# Instructions to follow
Reproduce the entire listing word for word.

Some records:

--------------------

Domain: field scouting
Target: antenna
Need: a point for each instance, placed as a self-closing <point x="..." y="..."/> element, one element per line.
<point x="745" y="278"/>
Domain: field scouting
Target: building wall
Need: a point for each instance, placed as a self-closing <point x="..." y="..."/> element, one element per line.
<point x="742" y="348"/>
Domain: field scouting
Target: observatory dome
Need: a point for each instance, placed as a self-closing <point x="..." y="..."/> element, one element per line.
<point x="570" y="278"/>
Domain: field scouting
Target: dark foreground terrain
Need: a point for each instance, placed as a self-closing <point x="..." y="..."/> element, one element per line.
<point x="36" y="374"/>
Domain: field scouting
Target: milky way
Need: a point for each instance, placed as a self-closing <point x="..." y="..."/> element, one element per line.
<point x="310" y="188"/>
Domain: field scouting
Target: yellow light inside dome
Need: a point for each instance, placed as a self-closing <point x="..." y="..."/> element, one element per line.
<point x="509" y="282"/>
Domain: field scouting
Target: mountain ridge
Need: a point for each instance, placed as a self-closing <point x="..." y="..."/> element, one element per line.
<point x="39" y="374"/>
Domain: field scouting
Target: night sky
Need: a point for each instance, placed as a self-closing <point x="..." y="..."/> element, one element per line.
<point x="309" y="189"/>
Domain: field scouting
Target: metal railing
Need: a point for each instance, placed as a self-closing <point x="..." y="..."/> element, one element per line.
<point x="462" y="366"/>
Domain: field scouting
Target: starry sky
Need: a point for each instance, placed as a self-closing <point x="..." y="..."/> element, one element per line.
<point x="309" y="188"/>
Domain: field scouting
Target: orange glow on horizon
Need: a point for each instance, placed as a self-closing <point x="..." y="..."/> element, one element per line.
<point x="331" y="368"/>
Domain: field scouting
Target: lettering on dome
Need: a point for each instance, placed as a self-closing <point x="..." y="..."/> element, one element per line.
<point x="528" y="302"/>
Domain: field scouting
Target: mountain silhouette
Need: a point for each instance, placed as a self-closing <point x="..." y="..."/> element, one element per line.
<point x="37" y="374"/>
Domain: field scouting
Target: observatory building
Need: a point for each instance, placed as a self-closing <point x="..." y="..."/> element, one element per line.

--------------------

# Task output
Domain: field scouting
Target: antenna
Need: a point for each instance, placed as a self-closing <point x="..." y="..."/> element, one element per line.
<point x="745" y="278"/>
Domain: field scouting
Target: building wall
Need: a point for each instance, placed as a self-closing <point x="..." y="..."/> element, one element per line.
<point x="742" y="348"/>
Domain: field scouting
Target: observatory dome
Need: a point for each instance, placed as a self-closing <point x="..." y="..."/> element, one element per line.
<point x="570" y="278"/>
Domain: field scouting
Target: dark foreground terrain
Need: a point for each instance, placed as a self-closing <point x="..." y="..."/> element, one element per line.
<point x="36" y="374"/>
Domain: field scouting
Target: milky way
Need: a point for each instance, placed as a self-closing <point x="..." y="..."/> element, one element per line.
<point x="310" y="188"/>
Domain: field scouting
Target: yellow light inside dome
Need: a point for each instance, placed as a self-closing <point x="..." y="..."/> element, one element per line.
<point x="509" y="282"/>
Domain: field scouting
Target: mountain ridge
Need: a point for each instance, placed as a self-closing <point x="..." y="..."/> element, one element per line.
<point x="39" y="374"/>
Domain: field scouting
Target: night sky
Need: a point for each instance, placed as a self-closing <point x="..." y="..."/> element, one element per line.
<point x="309" y="189"/>
Domain: field scouting
Target: metal railing
Need: a point for each instance, placed as a self-closing <point x="..." y="..."/> element, one element per line.
<point x="462" y="366"/>
Domain: field scouting
Target: starry sky
Need: a point for each instance, placed as a self-closing <point x="..." y="..."/> element, one element per line.
<point x="309" y="188"/>
Domain: field scouting
Target: orange glow on horizon
Need: a point for each instance, placed as a self-closing <point x="..." y="..."/> element, one element per line.
<point x="331" y="368"/>
Domain: field scouting
Target: lettering on dome
Need: a point for each instance, placed as a self-closing <point x="..." y="..."/> element, one element per line.
<point x="528" y="302"/>
Domain: field scouting
Target: mountain silhouette
Need: a point for each instance, placed as a self-closing <point x="..." y="..."/> element, one element per line.
<point x="37" y="374"/>
Domain: field scouting
Target: observatory building
Need: a point for each instance, placed as a self-closing <point x="..." y="..."/> element, one element per line.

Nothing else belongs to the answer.